## GIVEN RECORDS

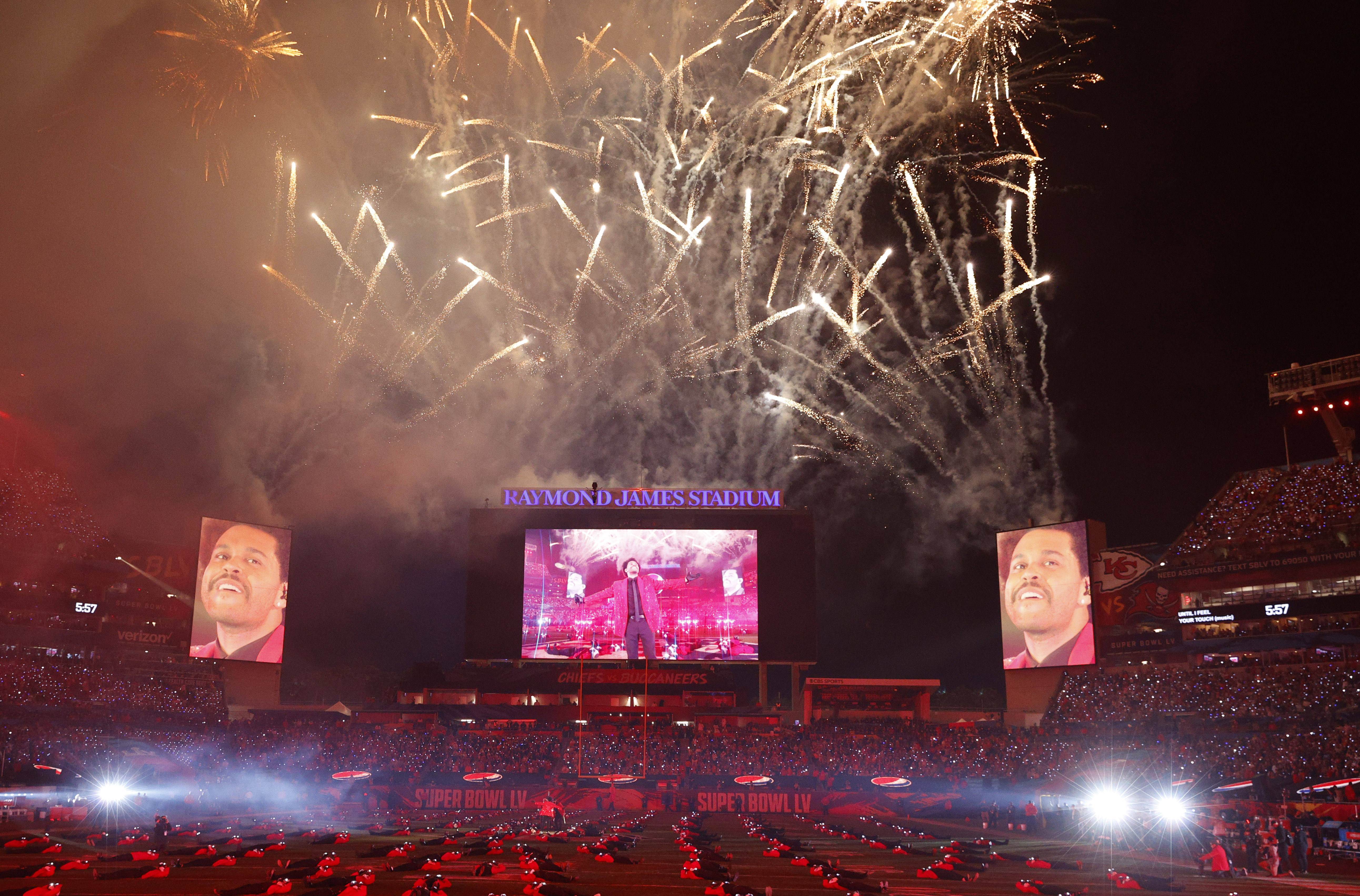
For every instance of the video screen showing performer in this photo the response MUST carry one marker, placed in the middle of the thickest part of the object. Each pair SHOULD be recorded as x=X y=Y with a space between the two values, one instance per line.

* * *

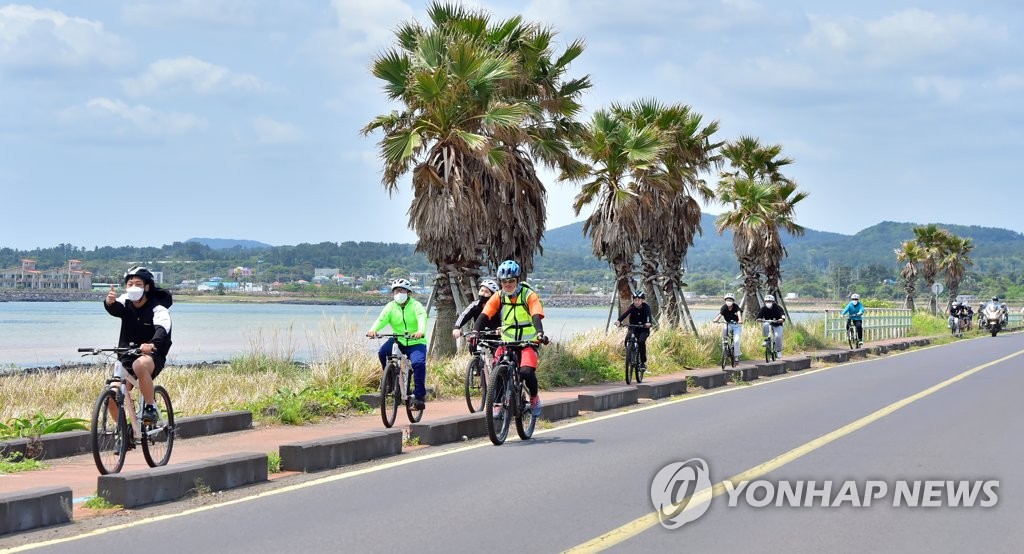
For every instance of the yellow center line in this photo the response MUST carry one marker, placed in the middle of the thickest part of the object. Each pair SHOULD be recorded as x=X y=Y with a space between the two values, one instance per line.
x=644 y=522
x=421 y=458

==

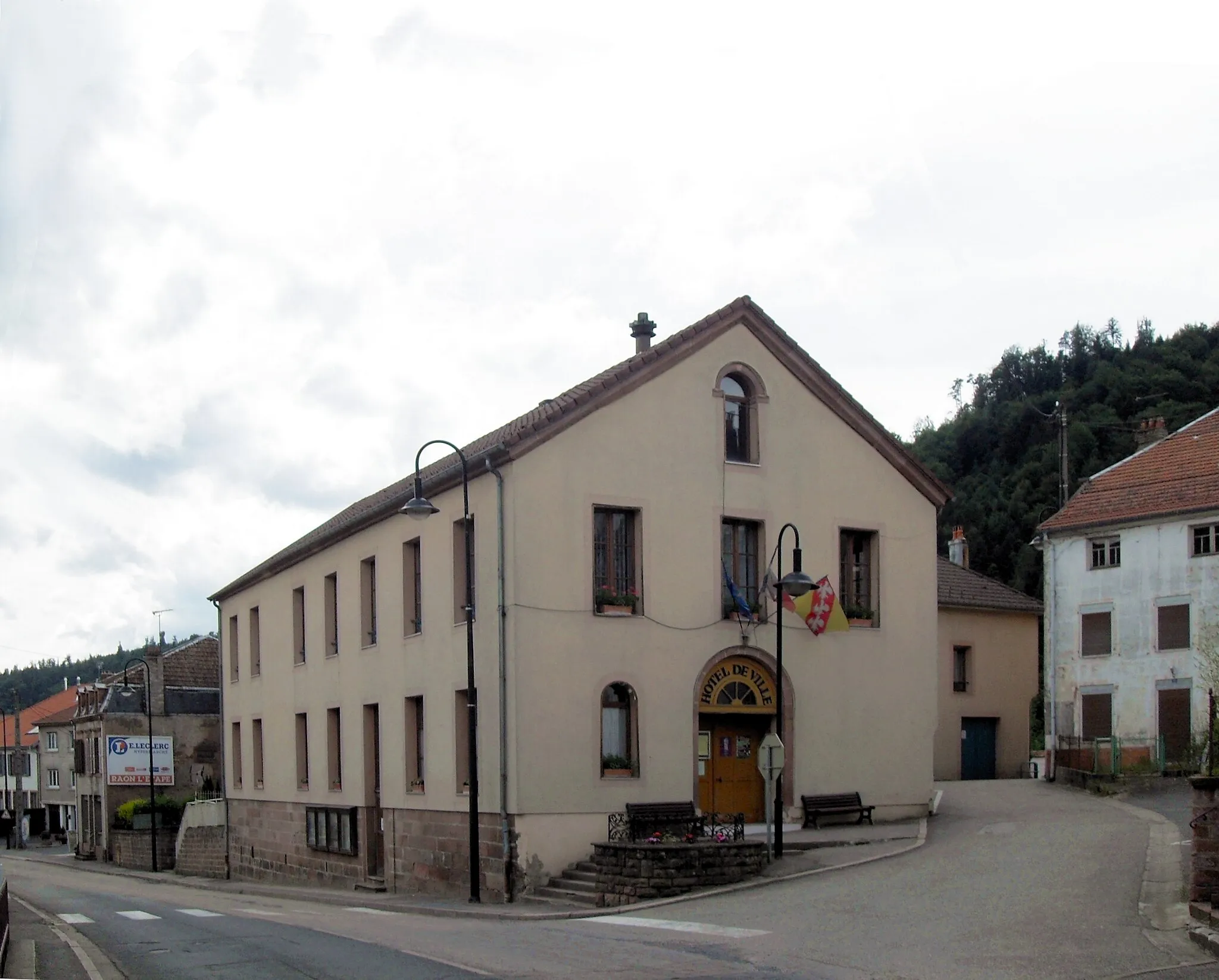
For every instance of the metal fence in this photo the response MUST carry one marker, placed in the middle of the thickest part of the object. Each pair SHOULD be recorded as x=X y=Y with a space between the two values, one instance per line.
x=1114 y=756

## TO BE DONE
Quote the lines verbatim, starting at the line that contains "For every instance of the metal" and stopping after the line that contains "x=1114 y=756".

## RESULT BELOW
For every instance of the metal fence in this photo the response MUST carry one marker, placed in the middle of the thickest part of the object. Each pair SHOULD be recorded as x=X y=Y with a space between the two values, one instance per line.
x=1114 y=756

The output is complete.